▸ TO BE DONE:
Copy the records below exactly as they are written.

Dataset excerpts on object pointing
§ §

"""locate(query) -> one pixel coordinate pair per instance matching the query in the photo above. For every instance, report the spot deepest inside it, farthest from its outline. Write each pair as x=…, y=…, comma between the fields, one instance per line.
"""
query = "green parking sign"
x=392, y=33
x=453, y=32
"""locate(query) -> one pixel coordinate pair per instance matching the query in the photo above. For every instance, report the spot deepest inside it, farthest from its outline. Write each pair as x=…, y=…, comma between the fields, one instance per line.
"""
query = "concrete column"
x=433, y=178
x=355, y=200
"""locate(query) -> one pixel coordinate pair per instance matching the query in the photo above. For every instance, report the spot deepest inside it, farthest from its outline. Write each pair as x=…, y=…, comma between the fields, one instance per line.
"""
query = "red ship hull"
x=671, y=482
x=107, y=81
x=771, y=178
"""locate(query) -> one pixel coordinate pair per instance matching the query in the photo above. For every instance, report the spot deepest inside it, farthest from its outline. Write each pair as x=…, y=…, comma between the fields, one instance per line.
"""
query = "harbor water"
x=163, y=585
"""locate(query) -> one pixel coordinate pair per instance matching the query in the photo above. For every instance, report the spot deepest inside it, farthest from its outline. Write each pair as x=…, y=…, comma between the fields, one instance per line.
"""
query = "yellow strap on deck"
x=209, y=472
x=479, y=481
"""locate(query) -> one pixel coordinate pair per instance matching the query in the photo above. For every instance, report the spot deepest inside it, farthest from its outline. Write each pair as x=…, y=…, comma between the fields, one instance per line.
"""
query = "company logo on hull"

§ §

▸ EXERCISE OUTPUT:
"""locate(query) -> one pixel coordinate pair per instance matching the query in the photo above. For every instance, report the spot deepest inside it, farthest from its outline. Write each pair as x=…, y=…, comma between the fields, one instance per line.
"""
query = "green parking sign"
x=392, y=33
x=453, y=32
"""locate(query) -> one pixel coordinate pair per instance matching the query in the photo above. For every instance, report the spot deepest inside it, farthest from its outline. Write each pair as x=…, y=…, comma between the fields, one instance per line.
"""
query = "concrete column"
x=433, y=178
x=355, y=200
"""locate(query) -> one pixel coordinate pair per instance matching the query in the photo above. For every instance, report the spot deepest inside it, farthest from its outline. Write each pair as x=…, y=…, comma between the fields, one instance per line.
"""
query = "red ship hull"
x=671, y=482
x=107, y=81
x=771, y=178
"""locate(query) -> one pixel coordinate pair per instance matching the query in the photo above. For every instance, report the spot deepest inside it, farthest from its outline. Write each pair as x=…, y=…, comma between the fields, one instance per line.
"""
query = "harbor water"
x=163, y=585
"""locate(query) -> one pixel coordinate pair per instance matching the query in the photo above. For every instance, report the spot deepest inside it, farthest from its outline. Write each pair as x=…, y=…, comma between the fields, one instance per line.
"""
query = "yellow strap on deck"
x=209, y=472
x=479, y=481
"""locate(query) -> one pixel coordinate pair per instance matching the query in the photo above. For every instance, report the spot deepest inside it, farthest from its outline. Write each pair as x=…, y=…, comma between the fields, one instance per line.
"""
query = "company logo on hull"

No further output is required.